_Exercise set_.
#1 In the passage about UCF's mining rover, what is the maximum weight a rover can be?
#2 Continue the passage about UCF's mining rover from its final sentence.

_Excerpted passage_.

*****

They had to haul their rover, which can weigh a maximum of 176 pounds, into the staging area where they got five minutes to set up, 15 minutes to dig and five minutes to dust it off. Each team had two chances over the three days of the first round in the arena.

For UCF, though, its second attempt Tuesday was no better than the first. Its rover, about the size of push lawn mower and equipped with bulldozer plow up front, wasn’t budging once placed in the test chamber. It’s the first time the school has competed in the national challenge in years and the first experience for each of the club’s teammates.

After the failure, Simmons laid out the problem.

“The challenge really was with the network and a lot of the interferences we were having. Some were connection issues and then we had a little bit of hardware issues,” she said. “It just kind of fell apart, but we’ve figured some things out. We’re a little more hopeful for sure, and if anything we’re got a huge plan for next year. … Got some high hopes.”

*****

_Listed records_.
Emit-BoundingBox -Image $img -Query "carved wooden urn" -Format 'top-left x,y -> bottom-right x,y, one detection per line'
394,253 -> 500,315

*****

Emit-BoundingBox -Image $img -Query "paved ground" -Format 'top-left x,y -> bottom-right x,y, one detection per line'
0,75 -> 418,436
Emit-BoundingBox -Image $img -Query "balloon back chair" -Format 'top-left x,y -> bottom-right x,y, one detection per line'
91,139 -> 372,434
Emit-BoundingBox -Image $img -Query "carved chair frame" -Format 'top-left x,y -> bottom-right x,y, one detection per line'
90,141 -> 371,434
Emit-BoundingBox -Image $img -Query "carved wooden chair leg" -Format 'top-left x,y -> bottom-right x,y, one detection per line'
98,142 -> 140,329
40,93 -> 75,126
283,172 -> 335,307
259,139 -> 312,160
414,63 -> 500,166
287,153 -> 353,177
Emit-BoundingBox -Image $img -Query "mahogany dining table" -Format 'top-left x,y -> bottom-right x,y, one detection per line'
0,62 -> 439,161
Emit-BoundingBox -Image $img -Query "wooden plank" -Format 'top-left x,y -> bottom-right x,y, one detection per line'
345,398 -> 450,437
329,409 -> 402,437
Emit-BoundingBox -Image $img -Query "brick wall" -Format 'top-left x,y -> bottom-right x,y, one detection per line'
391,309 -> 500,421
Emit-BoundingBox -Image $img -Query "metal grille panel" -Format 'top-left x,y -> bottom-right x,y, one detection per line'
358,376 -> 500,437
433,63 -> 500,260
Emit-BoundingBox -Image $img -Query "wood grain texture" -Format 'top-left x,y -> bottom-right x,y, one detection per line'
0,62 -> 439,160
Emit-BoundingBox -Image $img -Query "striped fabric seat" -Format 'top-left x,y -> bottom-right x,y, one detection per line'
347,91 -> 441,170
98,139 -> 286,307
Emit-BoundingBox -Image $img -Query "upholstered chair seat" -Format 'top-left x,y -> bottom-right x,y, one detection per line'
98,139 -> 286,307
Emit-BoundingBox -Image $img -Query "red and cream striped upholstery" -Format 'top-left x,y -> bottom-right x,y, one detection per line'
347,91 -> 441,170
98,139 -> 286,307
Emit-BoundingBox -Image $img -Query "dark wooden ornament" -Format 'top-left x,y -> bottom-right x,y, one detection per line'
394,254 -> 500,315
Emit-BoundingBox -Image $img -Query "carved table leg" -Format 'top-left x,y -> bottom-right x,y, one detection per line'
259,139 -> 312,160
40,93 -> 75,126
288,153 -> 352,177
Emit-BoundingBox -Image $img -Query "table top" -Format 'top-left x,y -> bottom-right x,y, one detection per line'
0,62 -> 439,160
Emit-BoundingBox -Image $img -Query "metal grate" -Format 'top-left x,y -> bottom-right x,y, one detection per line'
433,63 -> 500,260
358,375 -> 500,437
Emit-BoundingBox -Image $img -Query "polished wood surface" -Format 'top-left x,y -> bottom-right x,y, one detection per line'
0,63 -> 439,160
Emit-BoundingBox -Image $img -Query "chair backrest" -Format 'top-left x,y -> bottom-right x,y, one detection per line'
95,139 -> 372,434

*****

_Answers per task_.
#1 176 pounds

#2
Each year NASA comes up with a different task related to its Artemis plans for missions to the moon and eventually Mars. Some years it’s been focused on drilling, some on earth moving. Future challenges could involve quadcopters or other aspects of exploration.

The top 10 teams from the first round will move on to compete in the final rounds Thursday and Friday at Kennedy Space Center Visitor Complex. They were the University of Illinois at Chicago, University of Utah, New Mexico Institute of Mining and Technology, University of Alabama, Vanderbilt University, University of Nebraska-Lincoln, Iowa State University, Worcester Polytechnic Institute, University of Virginia and Michigan Technological University.

UCF team lead Lee Marshall, 20, a mechanical engineering major, took their rover’s difficulties in stride.

“It was a little intimidating because this is our first year here, so our robot looked a lot different than most of the teams,” he said. “They’ve done it year after year after year, so they know what they’re looking for, but I feel pretty good about what our robot was.”

Marshall said the mechanical and electrical teams worked separately for this year’s efforts, but that will change.

“They really should be working together as one team,” he said noting they will also document everything. “We knew a lot of our stuff in our heads, but it was hard to communicate that to other people. … we’ll be ready to hit her harder next year.”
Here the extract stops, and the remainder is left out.